#### TEXT TO READ
Jesus had his own issues to deal with. He didn’t have to deal with the complexity of ‘value’ concealed in the status of social media followings, and so on. But he did understand value. What I think he buried into the Parable of the Lost Son was an important subtlety that tends to get missed in our rush to use it to celebrate forgiveness and the ‘return to virtue’.
If you think about it, what was returned—the single coin; the single sheep; the prodigal son—was worth relatively little in the scheme of things. What is therefore being celebrated was not the single coin or the sheep, or even the son, but the restoration of their respective value in the wider context:
One coin, alone on a table, is worth everything to an observer.
One-coin-among-10 on a table would barely be noticed.
It was not the prodigal son’s return that was being celebrated, but the restoration of his little part of the family. That, in relative terms, was a downgrade for him.
We assign a lot of value to wealth in our society, in large part because of the exceptional things we believe it can do. And, the result is a kind of self-fulfilling prophecy, where we all gather around and lift it up above our heads while exclaiming “Look at how high it is! Look at how it floats above us!”
Even as it kicks our arse, we keep straining to hold it up, in the optimistic hope that it will, one day, turn and smile down on us.
But wealth is a shared commodity—built out of knowledge stacked-up, and effort exerted over millennia.
When the sheep came back, he gets bundled up with the rest of the flock—not sprinkled with glitter and given a beanbag to lie in for the rest of his days...
When that coin was found, it will be dropped back into the little coin purse with the other nine to be spent, not put on a shelf to be pointlessly admired…
We don’t get the rest of the story of the prodigal son but, presumably, he went on to work the land as an equal—that is, 1/3rd of what he was when he was lost—alongside his brother and father.

#### EXERCISE TASK 1
Condense the paragraph of the essay on the Parable of the Lost Son that begins "We assign a lot of value to wealth", keeping its main points.
These records are unrelated to the essay on the Parable of the Lost Son.

Point annotation records:
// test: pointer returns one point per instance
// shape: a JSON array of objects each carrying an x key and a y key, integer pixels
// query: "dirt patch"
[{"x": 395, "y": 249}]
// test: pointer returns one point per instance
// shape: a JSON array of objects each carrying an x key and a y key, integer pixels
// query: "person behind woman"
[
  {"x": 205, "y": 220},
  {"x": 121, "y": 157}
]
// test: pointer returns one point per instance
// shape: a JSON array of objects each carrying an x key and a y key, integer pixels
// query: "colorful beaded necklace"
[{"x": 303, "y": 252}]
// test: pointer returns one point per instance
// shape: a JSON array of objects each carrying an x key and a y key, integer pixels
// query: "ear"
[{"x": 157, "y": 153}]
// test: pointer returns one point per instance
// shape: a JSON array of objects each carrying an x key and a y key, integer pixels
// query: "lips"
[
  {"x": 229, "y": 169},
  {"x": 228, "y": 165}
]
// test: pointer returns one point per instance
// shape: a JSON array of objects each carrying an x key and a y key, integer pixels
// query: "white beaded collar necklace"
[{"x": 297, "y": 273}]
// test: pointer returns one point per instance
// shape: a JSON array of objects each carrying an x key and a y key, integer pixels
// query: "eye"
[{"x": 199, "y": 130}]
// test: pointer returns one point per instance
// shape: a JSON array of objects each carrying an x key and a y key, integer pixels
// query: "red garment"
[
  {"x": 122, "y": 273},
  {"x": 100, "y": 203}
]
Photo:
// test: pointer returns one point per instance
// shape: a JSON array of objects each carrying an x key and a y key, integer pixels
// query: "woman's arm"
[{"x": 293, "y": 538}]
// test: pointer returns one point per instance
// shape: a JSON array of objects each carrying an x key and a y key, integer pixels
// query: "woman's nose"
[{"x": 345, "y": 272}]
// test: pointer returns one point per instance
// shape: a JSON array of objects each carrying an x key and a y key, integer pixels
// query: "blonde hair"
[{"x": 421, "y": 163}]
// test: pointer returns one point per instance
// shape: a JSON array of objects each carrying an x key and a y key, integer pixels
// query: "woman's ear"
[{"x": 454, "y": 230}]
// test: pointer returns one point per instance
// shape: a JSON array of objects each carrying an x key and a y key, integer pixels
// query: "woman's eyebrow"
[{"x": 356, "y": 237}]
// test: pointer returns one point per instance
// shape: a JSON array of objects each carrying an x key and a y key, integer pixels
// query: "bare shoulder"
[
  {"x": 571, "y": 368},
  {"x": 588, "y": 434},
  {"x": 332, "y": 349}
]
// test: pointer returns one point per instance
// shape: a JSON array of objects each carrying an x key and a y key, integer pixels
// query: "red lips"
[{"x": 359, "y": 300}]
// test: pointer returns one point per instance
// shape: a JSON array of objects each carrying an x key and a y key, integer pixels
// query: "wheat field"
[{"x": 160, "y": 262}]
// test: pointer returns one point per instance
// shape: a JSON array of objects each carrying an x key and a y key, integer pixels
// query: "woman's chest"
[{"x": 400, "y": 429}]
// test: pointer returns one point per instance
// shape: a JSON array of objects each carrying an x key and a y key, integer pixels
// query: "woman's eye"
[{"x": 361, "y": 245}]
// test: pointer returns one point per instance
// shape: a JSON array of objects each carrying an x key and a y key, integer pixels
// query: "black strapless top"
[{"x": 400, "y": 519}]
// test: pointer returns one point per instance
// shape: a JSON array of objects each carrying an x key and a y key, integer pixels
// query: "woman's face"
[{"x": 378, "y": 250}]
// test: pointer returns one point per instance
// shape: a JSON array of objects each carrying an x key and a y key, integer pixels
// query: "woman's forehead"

#### EXERCISE TASK 2
List each line of the records that contains the word "woman".

#### OUTPUT 1
Our society values wealth highly, mostly because of the exceptional things we believe it can do. This turns into a self-fulfilling prophecy: we all gather around and hold wealth above our heads, exclaiming at how high it floats above us.

#### OUTPUT 2
// query: "person behind woman"
// query: "woman's arm"
// query: "woman's nose"
// query: "woman's ear"
// query: "woman's eyebrow"
// query: "woman's chest"
// query: "woman's eye"
// query: "woman's face"
// query: "woman's forehead"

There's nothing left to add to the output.